• [RAW DATA]:
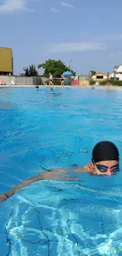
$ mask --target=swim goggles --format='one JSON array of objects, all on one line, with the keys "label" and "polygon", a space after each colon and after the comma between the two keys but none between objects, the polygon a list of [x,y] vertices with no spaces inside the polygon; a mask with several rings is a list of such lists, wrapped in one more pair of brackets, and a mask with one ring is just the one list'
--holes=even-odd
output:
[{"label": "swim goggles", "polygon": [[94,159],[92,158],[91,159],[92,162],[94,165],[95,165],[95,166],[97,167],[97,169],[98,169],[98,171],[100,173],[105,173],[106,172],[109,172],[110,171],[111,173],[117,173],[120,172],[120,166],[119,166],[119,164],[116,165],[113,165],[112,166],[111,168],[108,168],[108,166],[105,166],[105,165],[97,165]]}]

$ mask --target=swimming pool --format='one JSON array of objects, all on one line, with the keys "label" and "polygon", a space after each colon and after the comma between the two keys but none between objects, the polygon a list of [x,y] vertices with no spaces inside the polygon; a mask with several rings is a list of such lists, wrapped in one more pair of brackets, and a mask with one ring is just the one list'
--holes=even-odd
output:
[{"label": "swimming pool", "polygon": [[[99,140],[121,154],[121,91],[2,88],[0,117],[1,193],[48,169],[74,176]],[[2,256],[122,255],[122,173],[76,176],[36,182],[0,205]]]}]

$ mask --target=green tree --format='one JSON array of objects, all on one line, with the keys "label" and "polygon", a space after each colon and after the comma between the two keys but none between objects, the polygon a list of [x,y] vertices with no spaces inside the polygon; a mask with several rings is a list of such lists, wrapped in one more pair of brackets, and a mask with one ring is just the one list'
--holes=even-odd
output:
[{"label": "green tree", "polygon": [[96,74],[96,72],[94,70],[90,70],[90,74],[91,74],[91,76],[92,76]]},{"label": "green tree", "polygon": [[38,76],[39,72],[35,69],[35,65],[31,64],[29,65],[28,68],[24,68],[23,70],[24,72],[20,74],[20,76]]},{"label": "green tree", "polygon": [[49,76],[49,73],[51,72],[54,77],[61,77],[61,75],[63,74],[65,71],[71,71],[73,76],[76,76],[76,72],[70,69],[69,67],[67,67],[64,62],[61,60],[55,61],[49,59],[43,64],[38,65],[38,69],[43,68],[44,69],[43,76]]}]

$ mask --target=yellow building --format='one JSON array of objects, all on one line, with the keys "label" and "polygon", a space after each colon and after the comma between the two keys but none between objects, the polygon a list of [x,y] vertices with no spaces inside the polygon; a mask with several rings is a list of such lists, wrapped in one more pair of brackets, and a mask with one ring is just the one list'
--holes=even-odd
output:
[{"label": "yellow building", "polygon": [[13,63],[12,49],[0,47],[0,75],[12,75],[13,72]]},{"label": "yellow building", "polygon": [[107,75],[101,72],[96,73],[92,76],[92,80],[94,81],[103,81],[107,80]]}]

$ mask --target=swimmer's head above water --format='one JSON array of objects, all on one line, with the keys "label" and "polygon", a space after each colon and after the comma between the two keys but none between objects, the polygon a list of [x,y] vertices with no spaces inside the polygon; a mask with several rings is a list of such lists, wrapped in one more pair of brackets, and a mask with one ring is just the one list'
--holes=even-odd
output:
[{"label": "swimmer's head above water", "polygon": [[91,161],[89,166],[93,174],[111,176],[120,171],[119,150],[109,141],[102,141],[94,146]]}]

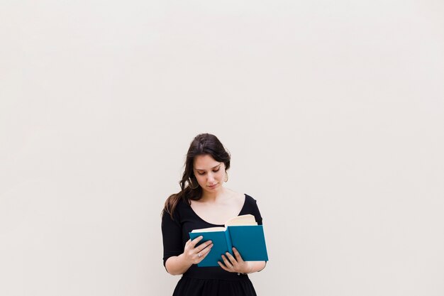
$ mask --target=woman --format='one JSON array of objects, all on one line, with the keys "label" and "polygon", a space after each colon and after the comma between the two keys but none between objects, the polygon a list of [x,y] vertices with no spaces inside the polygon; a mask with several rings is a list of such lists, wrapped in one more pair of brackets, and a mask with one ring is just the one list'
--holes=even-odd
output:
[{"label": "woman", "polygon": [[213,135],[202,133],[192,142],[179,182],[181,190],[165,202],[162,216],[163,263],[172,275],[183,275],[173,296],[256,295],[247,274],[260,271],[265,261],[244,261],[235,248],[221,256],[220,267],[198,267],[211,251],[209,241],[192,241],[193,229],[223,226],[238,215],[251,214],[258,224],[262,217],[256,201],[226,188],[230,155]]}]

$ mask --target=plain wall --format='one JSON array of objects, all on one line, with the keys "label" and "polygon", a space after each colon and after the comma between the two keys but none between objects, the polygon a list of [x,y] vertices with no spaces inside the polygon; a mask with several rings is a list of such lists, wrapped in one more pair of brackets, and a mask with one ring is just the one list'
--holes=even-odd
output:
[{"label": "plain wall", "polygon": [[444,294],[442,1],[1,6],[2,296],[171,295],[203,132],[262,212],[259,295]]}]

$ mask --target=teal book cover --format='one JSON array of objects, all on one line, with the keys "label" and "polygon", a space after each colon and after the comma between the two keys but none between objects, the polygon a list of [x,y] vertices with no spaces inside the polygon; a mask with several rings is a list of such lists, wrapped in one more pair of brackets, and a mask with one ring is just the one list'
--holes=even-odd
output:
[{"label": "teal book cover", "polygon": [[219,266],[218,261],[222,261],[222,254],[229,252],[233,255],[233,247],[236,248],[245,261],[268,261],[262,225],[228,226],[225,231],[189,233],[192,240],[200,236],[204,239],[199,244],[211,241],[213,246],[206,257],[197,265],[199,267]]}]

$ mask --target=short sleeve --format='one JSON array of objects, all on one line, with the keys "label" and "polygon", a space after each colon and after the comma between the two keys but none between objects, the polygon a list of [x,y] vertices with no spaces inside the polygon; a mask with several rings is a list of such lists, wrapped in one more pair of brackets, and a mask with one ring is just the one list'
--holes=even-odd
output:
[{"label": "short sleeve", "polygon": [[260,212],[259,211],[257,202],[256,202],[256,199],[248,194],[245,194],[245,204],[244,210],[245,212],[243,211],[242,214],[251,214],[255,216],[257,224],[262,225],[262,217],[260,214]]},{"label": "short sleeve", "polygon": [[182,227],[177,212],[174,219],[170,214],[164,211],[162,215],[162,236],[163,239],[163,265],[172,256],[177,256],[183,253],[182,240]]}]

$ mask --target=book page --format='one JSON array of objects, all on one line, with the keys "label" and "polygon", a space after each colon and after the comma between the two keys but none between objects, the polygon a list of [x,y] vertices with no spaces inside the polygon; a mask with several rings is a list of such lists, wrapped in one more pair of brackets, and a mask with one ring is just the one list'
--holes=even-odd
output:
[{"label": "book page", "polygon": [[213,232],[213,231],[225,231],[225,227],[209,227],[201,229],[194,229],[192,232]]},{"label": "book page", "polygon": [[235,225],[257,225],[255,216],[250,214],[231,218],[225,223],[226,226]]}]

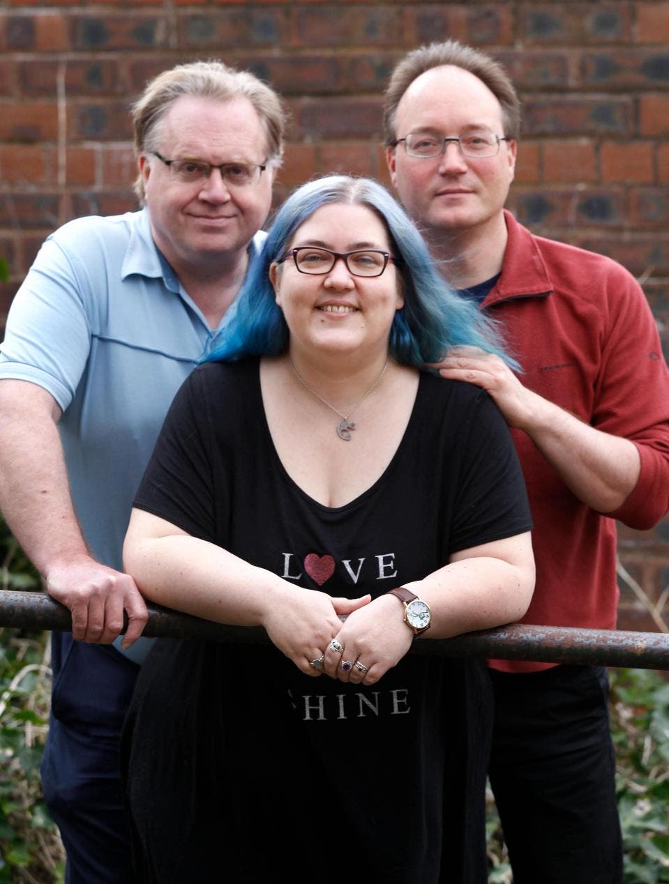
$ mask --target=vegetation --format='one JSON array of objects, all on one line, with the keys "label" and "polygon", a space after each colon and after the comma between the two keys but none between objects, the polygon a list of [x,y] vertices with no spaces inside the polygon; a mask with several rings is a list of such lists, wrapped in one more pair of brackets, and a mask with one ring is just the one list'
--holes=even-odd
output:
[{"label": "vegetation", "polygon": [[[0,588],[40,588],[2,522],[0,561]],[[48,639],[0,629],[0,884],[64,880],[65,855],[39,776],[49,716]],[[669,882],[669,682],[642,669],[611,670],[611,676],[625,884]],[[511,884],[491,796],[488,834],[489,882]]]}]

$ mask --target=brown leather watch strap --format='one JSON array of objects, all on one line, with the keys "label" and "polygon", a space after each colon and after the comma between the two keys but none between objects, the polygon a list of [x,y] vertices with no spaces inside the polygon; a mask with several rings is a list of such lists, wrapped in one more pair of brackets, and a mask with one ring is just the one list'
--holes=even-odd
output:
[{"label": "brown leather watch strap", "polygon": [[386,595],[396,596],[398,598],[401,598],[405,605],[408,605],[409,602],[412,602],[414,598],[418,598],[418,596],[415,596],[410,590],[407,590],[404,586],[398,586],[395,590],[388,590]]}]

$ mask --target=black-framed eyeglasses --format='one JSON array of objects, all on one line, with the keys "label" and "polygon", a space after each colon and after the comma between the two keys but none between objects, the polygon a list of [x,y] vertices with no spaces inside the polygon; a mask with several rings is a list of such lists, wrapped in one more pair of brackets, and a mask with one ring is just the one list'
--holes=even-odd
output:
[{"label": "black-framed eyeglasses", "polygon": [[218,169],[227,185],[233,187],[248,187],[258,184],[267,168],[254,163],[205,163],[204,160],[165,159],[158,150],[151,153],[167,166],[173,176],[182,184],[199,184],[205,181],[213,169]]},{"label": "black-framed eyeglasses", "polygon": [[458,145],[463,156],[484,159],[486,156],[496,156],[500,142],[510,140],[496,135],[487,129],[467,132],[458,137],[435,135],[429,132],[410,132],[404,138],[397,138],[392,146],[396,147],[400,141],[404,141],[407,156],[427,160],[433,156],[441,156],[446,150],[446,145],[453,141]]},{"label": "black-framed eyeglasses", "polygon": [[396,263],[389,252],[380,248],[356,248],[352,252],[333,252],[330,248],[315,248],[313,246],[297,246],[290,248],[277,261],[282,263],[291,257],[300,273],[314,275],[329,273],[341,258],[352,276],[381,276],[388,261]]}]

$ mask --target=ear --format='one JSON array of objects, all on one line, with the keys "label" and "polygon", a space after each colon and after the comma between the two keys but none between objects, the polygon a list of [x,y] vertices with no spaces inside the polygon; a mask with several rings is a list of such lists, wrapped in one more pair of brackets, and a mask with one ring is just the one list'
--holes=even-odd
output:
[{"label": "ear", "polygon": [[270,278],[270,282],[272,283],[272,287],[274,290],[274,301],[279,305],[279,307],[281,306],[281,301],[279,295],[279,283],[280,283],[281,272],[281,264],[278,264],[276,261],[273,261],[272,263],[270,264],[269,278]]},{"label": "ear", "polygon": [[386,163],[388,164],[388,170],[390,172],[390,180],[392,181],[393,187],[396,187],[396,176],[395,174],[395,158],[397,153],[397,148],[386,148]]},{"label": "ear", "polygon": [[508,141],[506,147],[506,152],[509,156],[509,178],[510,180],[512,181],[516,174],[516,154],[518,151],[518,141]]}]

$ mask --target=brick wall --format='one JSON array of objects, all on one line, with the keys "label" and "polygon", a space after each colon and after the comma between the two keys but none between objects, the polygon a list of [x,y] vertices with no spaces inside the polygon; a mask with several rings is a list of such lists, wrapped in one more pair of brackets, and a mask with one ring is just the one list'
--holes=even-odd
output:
---
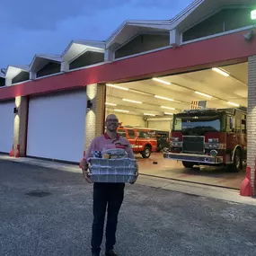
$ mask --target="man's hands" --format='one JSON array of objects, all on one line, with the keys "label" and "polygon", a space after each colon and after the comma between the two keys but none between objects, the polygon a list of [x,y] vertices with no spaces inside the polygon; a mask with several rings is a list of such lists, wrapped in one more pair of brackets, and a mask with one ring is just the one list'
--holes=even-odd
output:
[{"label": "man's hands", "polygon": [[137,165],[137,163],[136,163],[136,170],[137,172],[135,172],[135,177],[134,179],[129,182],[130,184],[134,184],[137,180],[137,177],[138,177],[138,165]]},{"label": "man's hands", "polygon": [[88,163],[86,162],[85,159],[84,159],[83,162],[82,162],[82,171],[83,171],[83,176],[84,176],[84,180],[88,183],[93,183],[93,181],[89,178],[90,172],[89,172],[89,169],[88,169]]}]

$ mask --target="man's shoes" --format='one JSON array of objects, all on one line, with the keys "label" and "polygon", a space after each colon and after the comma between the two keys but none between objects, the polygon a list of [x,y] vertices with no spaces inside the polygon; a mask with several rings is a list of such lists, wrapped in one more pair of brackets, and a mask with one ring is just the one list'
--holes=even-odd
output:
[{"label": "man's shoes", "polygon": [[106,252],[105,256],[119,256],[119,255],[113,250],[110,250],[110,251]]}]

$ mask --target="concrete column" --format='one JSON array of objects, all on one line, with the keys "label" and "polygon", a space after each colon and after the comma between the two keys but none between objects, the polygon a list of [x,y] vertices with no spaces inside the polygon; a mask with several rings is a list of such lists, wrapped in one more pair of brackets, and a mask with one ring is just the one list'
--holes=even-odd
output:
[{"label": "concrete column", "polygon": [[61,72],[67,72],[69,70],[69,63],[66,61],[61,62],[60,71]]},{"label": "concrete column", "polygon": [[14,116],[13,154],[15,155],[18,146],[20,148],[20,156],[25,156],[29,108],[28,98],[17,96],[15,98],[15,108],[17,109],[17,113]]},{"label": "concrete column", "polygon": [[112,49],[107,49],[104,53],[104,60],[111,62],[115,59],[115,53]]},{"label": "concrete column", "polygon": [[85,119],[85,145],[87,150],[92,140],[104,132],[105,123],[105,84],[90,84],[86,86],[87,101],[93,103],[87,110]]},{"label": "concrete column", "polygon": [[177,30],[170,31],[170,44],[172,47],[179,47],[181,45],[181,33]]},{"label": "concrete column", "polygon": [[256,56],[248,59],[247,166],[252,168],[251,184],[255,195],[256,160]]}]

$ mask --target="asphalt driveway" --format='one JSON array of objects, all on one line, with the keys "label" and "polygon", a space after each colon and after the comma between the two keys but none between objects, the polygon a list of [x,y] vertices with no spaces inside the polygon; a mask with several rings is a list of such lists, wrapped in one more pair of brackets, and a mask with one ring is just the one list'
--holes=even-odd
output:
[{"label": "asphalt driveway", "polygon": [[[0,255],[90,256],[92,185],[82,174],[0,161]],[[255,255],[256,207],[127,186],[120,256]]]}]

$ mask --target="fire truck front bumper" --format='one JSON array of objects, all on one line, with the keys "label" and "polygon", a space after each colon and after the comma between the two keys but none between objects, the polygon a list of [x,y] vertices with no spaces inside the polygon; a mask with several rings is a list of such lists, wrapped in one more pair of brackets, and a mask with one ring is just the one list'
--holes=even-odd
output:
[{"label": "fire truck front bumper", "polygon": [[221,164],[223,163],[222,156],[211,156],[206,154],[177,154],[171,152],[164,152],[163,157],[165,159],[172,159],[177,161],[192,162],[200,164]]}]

• [WORK REQUIRED]: Report every line in the entries above that contains the string "brick", copying each such line in full.

• [ANSWER IN FULL]:
$ mask --target=brick wall --format='one JSON array of objects, all on one line, with the keys "label" and "polygon", a space after each colon and after the comma between the two keys but none between objects, the polygon a list of [x,y] vertices with no spaces inside the polygon; a mask with several rings is a list of such lists, wrapped in one more pair of brackets, and a mask with one ring is just the one list'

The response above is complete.